**PAGE:**
________________
Re: HBase scan returns inconsistent results on multiple runs for same dataset

2017-03-02 Thread Hef
Thanks for the hint, which led me to investigate from the client side and
finally had this problem resolved.

I reviewed the code and found that 1.0.0-cdh5.6.1, an old version of
hbase-client was used in my project. After updated to 1.2.0-cdh5.9.0,
 consistent with the one server is running,  my tasks work correctly.

I looked into the source of HBase 1.2.0-cdh5.9.0, HBASE-15378 is not
patched. And I also went through all release notes from CDH HBase 5.6 to
5.9, nothing about this inconsistent scan behavior had been mentioned.
Though the problem has been resolved for now , I have no idea what the root
cause  actually is, and whether it will come out again if my dataset grows
larger, without HBASE-15378.



On Thu, Mar 2, 2017 at 12:09 AM, Sean Busbey  wrote:

> The place to check for include JIRAs on top of those in the ASF release is
> here:
>
> http://archive.cloudera.com/cdh5/cdh/5/hbase-1.2.0-cdh5.9.
> 1.releasenotes.html
>
> HBASE-15378 is not in CDH5.9.1.
>
> On Wed, Mar 1, 2017 at 9:58 AM, Ted Yu  wrote:
> > I don't see it here:
> >
> > http://archive.cloudera.com/cdh5/cdh/5/hbase-1.2.0-cdh5.9.
> 1.CHANGES.txt?_ga=1.10311413.1914112506.1454459553
> >
> > On Wed, Mar 1, 2017 at 5:46 AM, Hef  wrote:
> >
> >> I'm using CDH 5.9, the document show its HBase version is
> >> hbase-1.2.0+cdh5.9.1+222.  (
> >> https://www.cloudera.com/documentation/enterprise/
> >> release-notes/topics/cdh_vd_cdh_package_tarball_59.html
> >> )
> >> I have no idea if  HBASE-15378  is included.
> >>
> >> On Wed, Mar 1, 2017 at 9:33 PM, Ted Yu  wrote:
> >>
> >> > Which hbase version are you using ?
> >> >
> >> > Does it include HBASE-15378 ?
> >> >
> >> > > On Mar 1, 2017, at 5:02 AM, Hef  wrote:
> >> > >
> >> > > Hi,
> >> > > I'm encountering a strange behavior on MapReduce when using HBase as
> >> > input
> >> > > format. I run my MR tasks on a same table, same dataset, with a same
> >> > > pattern of Fuzzy Row Filter, multiple times. The Input Records
> counters
> >> > > shown are not consistent, the smallest number can be 40% less than
> the
> >> > > largest one.
________________
**DATA BLOCK:**
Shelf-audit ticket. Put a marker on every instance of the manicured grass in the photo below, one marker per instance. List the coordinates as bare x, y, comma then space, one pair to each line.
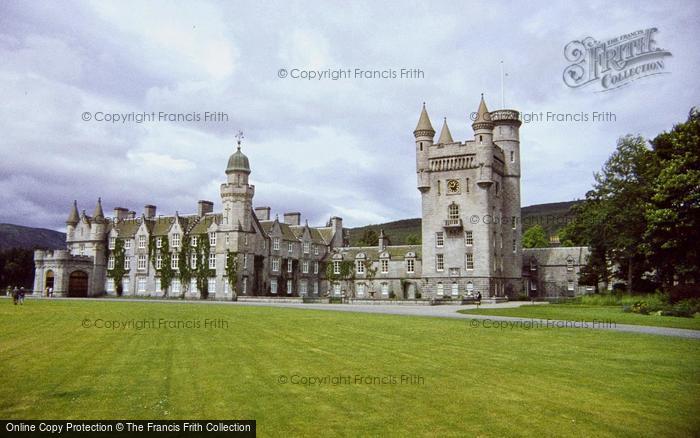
________________
**GIVEN PROBLEM 1:** In the HBase scan thread, repeat the part that opens with the words containing "Re: HBase scan" and closes with "this problem resolved.".
**GIVEN PROBLEM 2:** Translate this sentence from the HBase scan thread into German: "HBASE-15378 is not in CDH5.9.1."
**GIVEN PROBLEM 3:** Continue the HBase scan thread from the point where it stops.
The lines that come after the HBase scan thread were taken from a different source.

**OUTPUT 1:**
Re: HBase scan returns inconsistent results on multiple runs for same dataset

2017-03-02 Thread Hef
Thanks for the hint, which led me to investigate from the client side and
finally had this problem resolved.

**OUTPUT 2:** HBASE-15378 ist nicht in CDH5.9.1 enthalten.

**OUTPUT 3:**
> >> > >
> >> > > More specifically,
> >> > > - the table is split into 18 regions, distributed on 3 region
> server.
> >> The
> >> > > TTL is set to 10 days for the record, though the dataset for MR only
> >> > > includes those inserted in 7days.
> >> > >
> >> > > - The row key is defined as:
> >> > > sault(1byte) + time_of_hour(4bytes) + uuid(36bytes)
> >> > >
> >> > >
> >> > > - The scan is created as below:
> >> > >
> >> > > Scan scan = new Scan();
> >> > > scan.setBatch(100);
> >> > > scan.setCaching(1);
> >> > > scan.setCacheBlocks(false);
> >> > > scan.setMaxVersions(1);
> >> > >
> >> > >
> >> > > And the row filter for the scan is a FuzzyRowFilter that filters
> only
> >> > > events of a given time_of_hour.
> >> > >
> >> > > Everything looks fine while the result is out of expect.
> >> > > A same task runs 10 times, the Input Records counters  show 6
> different
> >> > > numbers, and the final output shows 6 different results.
> >> > >
> >> > > Does anyone has every faced this problem before?
> >> > > What could be the cause of this inconsistency of HBase scan result?
> >> > >
> >> > > Thanks
> >> >
> >>
>


Re: HBase scan returns inconsistent results on multiple runs for same dataset

2017-03-01 Thread Sean Busbey
The place to check for include JIRAs on top of those in the ASF release is here:

http://archive.cloudera.com/cdh5/cdh/5/hbase-1.2.0-cdh5.9.1.releasenotes.html

HBASE-15378 is not in CDH5.9.1.

On Wed, Mar 1, 2017 at 9:58 AM, Ted Yu  wrote:
> I don't see it here:
>
> http://archive.cloudera.com/cdh5/cdh/5/hbase-1.2.0-cdh5.9.1.CHANGES.txt?_ga=1.10311413.1914112506.1454459553
>
> On Wed, Mar 1, 2017 at 5:46 AM, Hef  wrote:
>
>> I'm using CDH 5.9, the document show its HBase version is
>> hbase-1.2.0+cdh5.9.1+222.  (
>> https://www.cloudera.com/documentation/enterprise/
>> release-notes/topics/cdh_vd_cdh_package_tarball_59.html
>> )
>> I have no idea if  HBASE-15378  is included.
>>
>> On Wed, Mar 1, 2017 at 9:33 PM, Ted Yu  wrote:
>>
>> > Which hbase version are you using ?
>> >
>> > Does it include HBASE-15378 ?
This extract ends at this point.